_Problem requirements_
Copy every line below precisely, leaving nothing out.

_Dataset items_
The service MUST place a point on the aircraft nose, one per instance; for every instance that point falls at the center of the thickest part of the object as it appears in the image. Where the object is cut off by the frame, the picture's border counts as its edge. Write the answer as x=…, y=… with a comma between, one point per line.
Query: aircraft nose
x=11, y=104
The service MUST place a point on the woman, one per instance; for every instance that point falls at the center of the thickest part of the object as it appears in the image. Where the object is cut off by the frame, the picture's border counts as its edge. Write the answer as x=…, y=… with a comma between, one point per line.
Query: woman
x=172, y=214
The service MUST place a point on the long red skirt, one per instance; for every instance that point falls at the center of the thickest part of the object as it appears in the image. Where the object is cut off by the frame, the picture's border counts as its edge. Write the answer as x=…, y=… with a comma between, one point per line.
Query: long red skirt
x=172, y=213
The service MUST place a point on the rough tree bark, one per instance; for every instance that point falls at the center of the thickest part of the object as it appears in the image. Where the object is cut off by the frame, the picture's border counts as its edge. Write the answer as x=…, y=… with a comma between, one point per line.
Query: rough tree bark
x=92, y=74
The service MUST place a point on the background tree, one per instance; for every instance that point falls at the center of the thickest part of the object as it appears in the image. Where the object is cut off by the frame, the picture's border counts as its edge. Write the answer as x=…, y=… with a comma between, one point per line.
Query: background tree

_Answer below_
The service MUST place a point on the aircraft nose, one per instance; for every instance that point falls at the center of the thickest part of the object as it appears in the image. Where the object is cut off by the frame, the picture's border counts as its edge. Write the answer as x=…, y=… with a comma between, one point per line.
Query: aircraft nose
x=11, y=104
The service MUST place a point on the woman, one per instance; for every instance that point falls at the center of the thickest part of the object as it appears in the image. Where the object is cut off by the frame, the picture's border counts as its edge. Write the answer as x=…, y=… with a comma between, one point per line.
Query: woman
x=172, y=214
The service MUST place a point on the long red skirt, one per instance; for every instance that point falls at the center of the thickest part of the object as it appears in the image. Where the object is cut off by the frame, the picture's border counts as its edge. Write the answer as x=…, y=… with a comma between, one point per line.
Query: long red skirt
x=172, y=213
The service MUST place a point on the rough tree bark, one per instance; for every instance that point falls at the center of the thickest part of the object as it appears in the image. Where the object is cut off by the frame, the picture's border counts as its edge. Write the answer as x=…, y=… with a comma between, one point per line.
Query: rough tree bark
x=92, y=74
The service MUST place a point on the background tree, one per instance; for every instance that point falls at the center of the thickest part of the object as it appears in the image. Where the object is cut off by the frame, the picture's border counts as its edge. Write the answer as x=…, y=… with a comma between, one point per line.
Query: background tree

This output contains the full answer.